:: EXERCISE DESCRIPTION ::
Rewrite every line of the items below as a numbered list, dropping any blank lines.

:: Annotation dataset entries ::
....
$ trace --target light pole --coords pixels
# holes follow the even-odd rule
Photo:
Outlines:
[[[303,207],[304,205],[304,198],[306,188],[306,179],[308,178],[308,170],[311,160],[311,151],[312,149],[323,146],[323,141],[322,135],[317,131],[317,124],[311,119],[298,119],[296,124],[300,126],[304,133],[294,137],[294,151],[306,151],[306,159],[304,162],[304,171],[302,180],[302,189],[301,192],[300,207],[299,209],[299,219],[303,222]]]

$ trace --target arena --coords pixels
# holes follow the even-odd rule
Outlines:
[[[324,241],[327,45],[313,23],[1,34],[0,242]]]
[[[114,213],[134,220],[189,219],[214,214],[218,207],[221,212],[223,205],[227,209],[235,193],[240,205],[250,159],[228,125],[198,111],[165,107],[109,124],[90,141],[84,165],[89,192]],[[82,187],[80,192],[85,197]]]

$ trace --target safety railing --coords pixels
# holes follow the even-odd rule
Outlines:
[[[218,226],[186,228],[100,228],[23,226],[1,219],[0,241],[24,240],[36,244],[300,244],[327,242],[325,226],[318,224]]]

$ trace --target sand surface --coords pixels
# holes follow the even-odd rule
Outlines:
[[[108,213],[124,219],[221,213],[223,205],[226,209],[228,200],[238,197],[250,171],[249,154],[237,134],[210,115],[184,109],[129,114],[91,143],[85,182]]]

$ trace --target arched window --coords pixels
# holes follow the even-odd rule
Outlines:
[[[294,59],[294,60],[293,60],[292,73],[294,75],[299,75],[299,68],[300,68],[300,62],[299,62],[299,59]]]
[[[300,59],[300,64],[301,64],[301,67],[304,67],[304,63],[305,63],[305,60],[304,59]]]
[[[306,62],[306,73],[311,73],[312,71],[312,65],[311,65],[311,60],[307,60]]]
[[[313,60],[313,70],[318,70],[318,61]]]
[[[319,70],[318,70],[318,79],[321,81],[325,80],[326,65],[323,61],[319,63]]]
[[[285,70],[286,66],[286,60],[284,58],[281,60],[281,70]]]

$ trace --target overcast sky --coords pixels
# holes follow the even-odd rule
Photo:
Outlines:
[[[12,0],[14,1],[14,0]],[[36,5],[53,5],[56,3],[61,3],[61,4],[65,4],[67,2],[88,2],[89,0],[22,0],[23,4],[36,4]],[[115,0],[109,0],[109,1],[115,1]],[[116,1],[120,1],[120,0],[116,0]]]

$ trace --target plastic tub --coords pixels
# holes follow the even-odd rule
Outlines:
....
:: THE OUTPUT ::
1. $ trace --target light pole --coords pixels
2. # holes follow the even-odd rule
3. Photo:
4. Outlines:
5. [[[303,207],[304,205],[304,198],[306,188],[306,179],[308,178],[308,170],[311,160],[311,151],[312,149],[323,146],[323,141],[322,135],[317,131],[317,124],[311,119],[298,119],[296,124],[300,126],[304,133],[294,137],[294,151],[306,151],[306,159],[304,162],[304,171],[302,180],[302,189],[301,192],[300,207],[299,209],[299,219],[303,222]]]
6. $ trace --target arena --coords pixels
7. # holes follow the even-odd rule
8. Outlines:
9. [[[324,241],[327,45],[313,23],[1,34],[0,242]]]
10. [[[114,213],[134,220],[189,219],[214,214],[218,207],[221,212],[223,205],[227,209],[235,193],[240,205],[250,159],[228,125],[198,111],[165,107],[109,124],[90,141],[84,165],[89,192]],[[82,187],[80,192],[85,197]]]
11. $ trace --target safety railing --coords pixels
12. # holes follow the even-odd rule
13. Outlines:
14. [[[218,226],[186,228],[100,228],[23,226],[1,219],[0,241],[24,240],[36,244],[300,244],[327,242],[325,226],[318,224]]]
15. $ trace --target sand surface --coords pixels
16. # holes follow the even-odd rule
17. Outlines:
18. [[[108,213],[124,219],[221,213],[223,205],[226,209],[228,200],[238,197],[250,171],[249,154],[237,134],[210,115],[184,109],[129,114],[91,143],[85,182]]]
19. $ trace --target arched window --coords pixels
20. # holes follow the even-odd rule
21. Outlines:
22. [[[294,59],[294,60],[293,60],[292,73],[294,75],[299,75],[299,68],[300,68],[300,62],[299,62],[299,59]]]
23. [[[300,59],[300,64],[301,64],[301,67],[304,67],[304,63],[305,63],[305,60],[304,59]]]
24. [[[306,62],[306,73],[311,73],[312,71],[312,65],[311,65],[311,60],[307,60]]]
25. [[[313,60],[313,70],[318,70],[318,61]]]
26. [[[319,70],[318,70],[318,79],[321,81],[325,80],[326,65],[323,61],[319,63]]]
27. [[[285,70],[286,66],[286,60],[284,58],[281,60],[281,70]]]
28. $ trace --target overcast sky --coords pixels
29. # holes follow the even-odd rule
30. Photo:
31. Outlines:
32. [[[12,0],[14,1],[14,0]],[[36,5],[53,5],[56,3],[61,3],[61,4],[65,4],[67,2],[88,2],[89,0],[22,0],[23,4],[36,4]],[[115,0],[109,0],[109,1],[115,1]],[[116,1],[120,1],[120,0],[116,0]]]
33. $ trace --target plastic tub --coords pixels
34. # holes follow the even-odd rule
35. Outlines:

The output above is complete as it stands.